# WORK TO COMPLETE
Within the lines below, find those that hold the string "query" and copy each one.

** RECORDS PROVIDED follows **

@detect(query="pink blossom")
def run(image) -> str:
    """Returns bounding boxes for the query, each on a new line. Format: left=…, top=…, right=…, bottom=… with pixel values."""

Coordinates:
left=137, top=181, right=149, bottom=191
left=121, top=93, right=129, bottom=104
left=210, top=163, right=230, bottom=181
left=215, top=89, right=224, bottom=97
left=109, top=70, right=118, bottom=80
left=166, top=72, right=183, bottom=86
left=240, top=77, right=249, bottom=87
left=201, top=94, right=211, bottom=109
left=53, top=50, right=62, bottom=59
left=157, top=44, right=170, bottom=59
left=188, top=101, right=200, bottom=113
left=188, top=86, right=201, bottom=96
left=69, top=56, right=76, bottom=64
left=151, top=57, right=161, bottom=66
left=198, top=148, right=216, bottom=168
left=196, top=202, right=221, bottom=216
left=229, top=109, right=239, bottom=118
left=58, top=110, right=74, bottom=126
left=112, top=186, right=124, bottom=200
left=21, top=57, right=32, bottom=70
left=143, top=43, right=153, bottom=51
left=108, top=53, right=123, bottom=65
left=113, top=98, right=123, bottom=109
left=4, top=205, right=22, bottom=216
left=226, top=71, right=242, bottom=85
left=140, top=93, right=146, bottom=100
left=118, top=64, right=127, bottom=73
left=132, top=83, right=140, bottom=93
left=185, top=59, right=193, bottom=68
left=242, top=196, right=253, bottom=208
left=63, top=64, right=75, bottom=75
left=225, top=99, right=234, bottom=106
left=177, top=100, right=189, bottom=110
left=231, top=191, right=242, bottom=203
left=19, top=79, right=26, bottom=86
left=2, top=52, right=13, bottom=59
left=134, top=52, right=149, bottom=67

** End of RECORDS PROVIDED **

# RESULT OF THE EXERCISE
@detect(query="pink blossom")
    """Returns bounding boxes for the query, each on a new line. Format: left=…, top=…, right=…, bottom=… with pixel values."""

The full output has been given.